_GIVEN INSTRUCTION_: Reproduce the records below in full and exactly, without their images.

_RECORDS TO USE_:
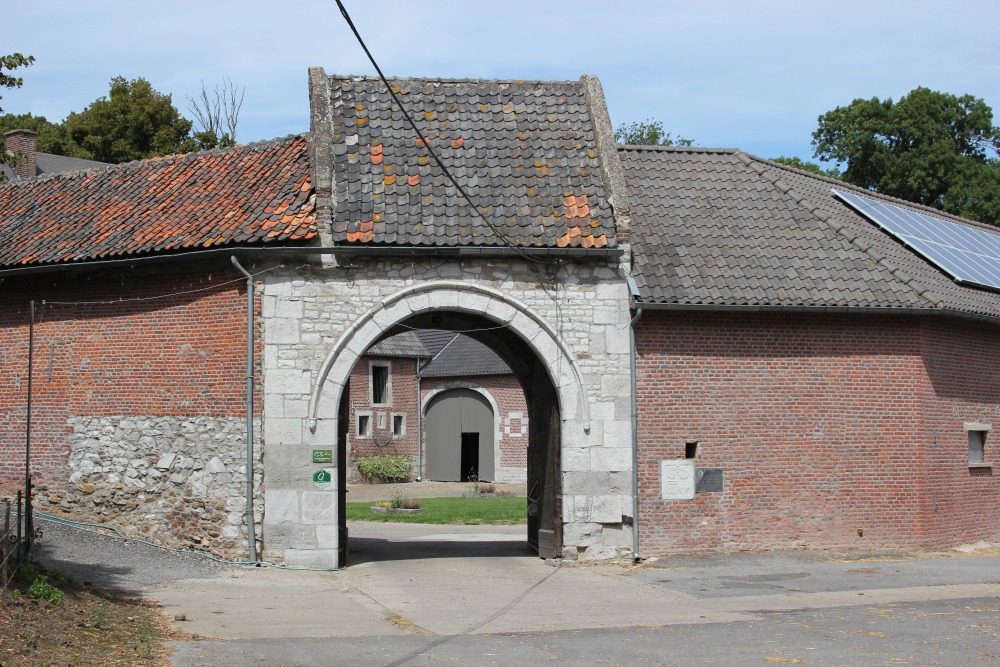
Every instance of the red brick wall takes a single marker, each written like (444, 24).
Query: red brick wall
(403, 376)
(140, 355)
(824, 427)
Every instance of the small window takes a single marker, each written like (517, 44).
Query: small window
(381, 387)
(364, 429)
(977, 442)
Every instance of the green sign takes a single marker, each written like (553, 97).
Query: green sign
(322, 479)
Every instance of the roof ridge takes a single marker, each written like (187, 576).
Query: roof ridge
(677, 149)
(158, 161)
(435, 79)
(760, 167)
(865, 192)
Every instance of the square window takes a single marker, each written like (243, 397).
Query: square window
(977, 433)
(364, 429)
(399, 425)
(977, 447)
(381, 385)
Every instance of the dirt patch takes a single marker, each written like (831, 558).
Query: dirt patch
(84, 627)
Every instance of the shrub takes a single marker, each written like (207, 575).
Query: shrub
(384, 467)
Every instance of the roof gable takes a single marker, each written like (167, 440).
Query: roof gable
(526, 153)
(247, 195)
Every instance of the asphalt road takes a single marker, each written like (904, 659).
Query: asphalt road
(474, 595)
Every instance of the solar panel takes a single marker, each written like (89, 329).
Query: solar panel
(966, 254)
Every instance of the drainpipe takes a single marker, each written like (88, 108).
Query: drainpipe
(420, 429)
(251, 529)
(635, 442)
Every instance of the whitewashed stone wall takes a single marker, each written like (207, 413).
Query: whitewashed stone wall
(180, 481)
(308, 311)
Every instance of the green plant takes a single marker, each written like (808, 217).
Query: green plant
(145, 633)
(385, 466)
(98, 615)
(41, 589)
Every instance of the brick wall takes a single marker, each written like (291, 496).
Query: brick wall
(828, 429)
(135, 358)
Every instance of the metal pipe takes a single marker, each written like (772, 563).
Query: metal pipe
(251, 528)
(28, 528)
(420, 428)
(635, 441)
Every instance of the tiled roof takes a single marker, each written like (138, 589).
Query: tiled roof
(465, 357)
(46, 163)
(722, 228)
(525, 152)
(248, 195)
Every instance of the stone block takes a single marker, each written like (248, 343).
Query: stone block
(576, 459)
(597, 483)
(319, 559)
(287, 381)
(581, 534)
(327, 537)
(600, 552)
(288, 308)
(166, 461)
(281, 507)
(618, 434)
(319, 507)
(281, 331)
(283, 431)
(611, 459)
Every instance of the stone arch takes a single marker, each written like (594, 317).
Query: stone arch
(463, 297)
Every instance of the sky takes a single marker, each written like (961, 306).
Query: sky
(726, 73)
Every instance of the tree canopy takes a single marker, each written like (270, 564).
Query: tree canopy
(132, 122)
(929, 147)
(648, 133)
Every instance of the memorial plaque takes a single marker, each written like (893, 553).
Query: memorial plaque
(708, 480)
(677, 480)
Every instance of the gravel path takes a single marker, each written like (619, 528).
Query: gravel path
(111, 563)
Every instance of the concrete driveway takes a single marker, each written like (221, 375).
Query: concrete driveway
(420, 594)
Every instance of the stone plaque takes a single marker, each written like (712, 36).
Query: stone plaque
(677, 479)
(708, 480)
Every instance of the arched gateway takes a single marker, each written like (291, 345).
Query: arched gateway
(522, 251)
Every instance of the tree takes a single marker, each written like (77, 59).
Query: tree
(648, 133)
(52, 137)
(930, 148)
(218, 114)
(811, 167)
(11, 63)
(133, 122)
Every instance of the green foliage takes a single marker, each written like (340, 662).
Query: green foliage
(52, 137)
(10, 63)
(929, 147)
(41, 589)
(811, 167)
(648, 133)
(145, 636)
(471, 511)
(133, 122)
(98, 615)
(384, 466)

_ANSWER TO THIS PROBLEM_:
Every instance of the red brick wall takes a single marker, each written like (444, 24).
Query: red brick wall
(403, 376)
(140, 355)
(824, 427)
Every instance of the small window takes a single marker, each written like (517, 44).
Query: small window
(381, 387)
(364, 429)
(977, 442)
Every instance of the green sign takes a single marker, each written like (553, 97).
Query: green sign
(322, 479)
Every instance of the roof ridge takes a single marker, each written like (187, 576).
Query: roof ridge
(677, 149)
(158, 161)
(435, 79)
(760, 167)
(865, 192)
Every instance of the square window takes a single marker, each written like (243, 397).
Query: square window
(977, 433)
(364, 429)
(399, 425)
(977, 447)
(381, 385)
Every instance of the dirt patch takes a single marker, each written like (831, 558).
Query: dirt patch
(84, 627)
Every instance of the shrub takes a single marker, each written like (207, 575).
Query: shrub
(384, 467)
Every instance of the roof gable takes a single marker, each written like (167, 440).
Query: roof gable
(526, 153)
(247, 195)
Every instance of the asphalt road takes a single marker, each written like (904, 659).
Query: asphalt road
(474, 595)
Every instance of the solar panel takes a single marker, each written like (89, 329).
Query: solar panel
(966, 254)
Every instance of the drainpipe takes a single marker, each written like (88, 108).
Query: drainpipe
(420, 429)
(251, 529)
(635, 442)
Every instance of the whitewashed stone wall takes a single marker, each written like (207, 413).
Query: whitewashed stone wall
(180, 481)
(308, 311)
Every instance of the green plant takes a single marker, each written like (808, 217).
Query: green plant
(145, 633)
(385, 466)
(98, 615)
(41, 589)
Every instance of the brick wall takes a single marker, each written like (291, 496).
Query: brick wall
(828, 429)
(135, 358)
Every instance of the metal pipe takes a single marker, each written like (772, 563).
Query: metal pipe
(251, 528)
(28, 528)
(420, 428)
(635, 441)
Every instance of the tiled roof takes a single marker, each written like (138, 589).
Query: tiled roof
(465, 357)
(46, 163)
(722, 228)
(525, 152)
(248, 195)
Every instance of the stone block takes a single marker, each written like (248, 343).
Query: stone block
(576, 459)
(597, 483)
(319, 559)
(287, 381)
(581, 534)
(327, 537)
(600, 552)
(288, 308)
(166, 461)
(281, 507)
(618, 434)
(319, 507)
(281, 331)
(283, 431)
(611, 459)
Every instance of the stone arch takes a single marker, each written like (594, 317).
Query: stone arch
(463, 297)
Every instance of the sky takes a single marker, each written like (961, 306).
Query: sky
(726, 73)
Every instance of the tree canopy takes a single marker, each written like (270, 564).
Query: tree canopy
(132, 122)
(929, 147)
(648, 133)
Every instance of the memorial plaque takes a single marker, each written like (893, 553).
Query: memorial plaque
(708, 480)
(677, 480)
Every instance of the gravel path takes a single marker, each written like (619, 528).
Query: gravel path
(111, 563)
Every instance of the concrete driveway takes a single marker, each written like (221, 375).
Query: concrete driveway
(420, 594)
Every instance of the stone plaque takes a single marker, each written like (712, 36).
Query: stone plaque
(677, 479)
(708, 480)
Every instance of the arched gateway takes a single marker, each written like (291, 345).
Query: arched gateway
(522, 251)
Every instance of the tree takes a single marker, each written like (77, 59).
Query: tree
(648, 133)
(52, 137)
(930, 148)
(218, 114)
(811, 167)
(11, 63)
(133, 122)
Every instance of the green foliage takes a single marker, each written like (340, 662).
Query: green foliage
(52, 137)
(10, 63)
(929, 147)
(41, 589)
(811, 167)
(648, 133)
(145, 636)
(471, 511)
(133, 122)
(98, 615)
(384, 466)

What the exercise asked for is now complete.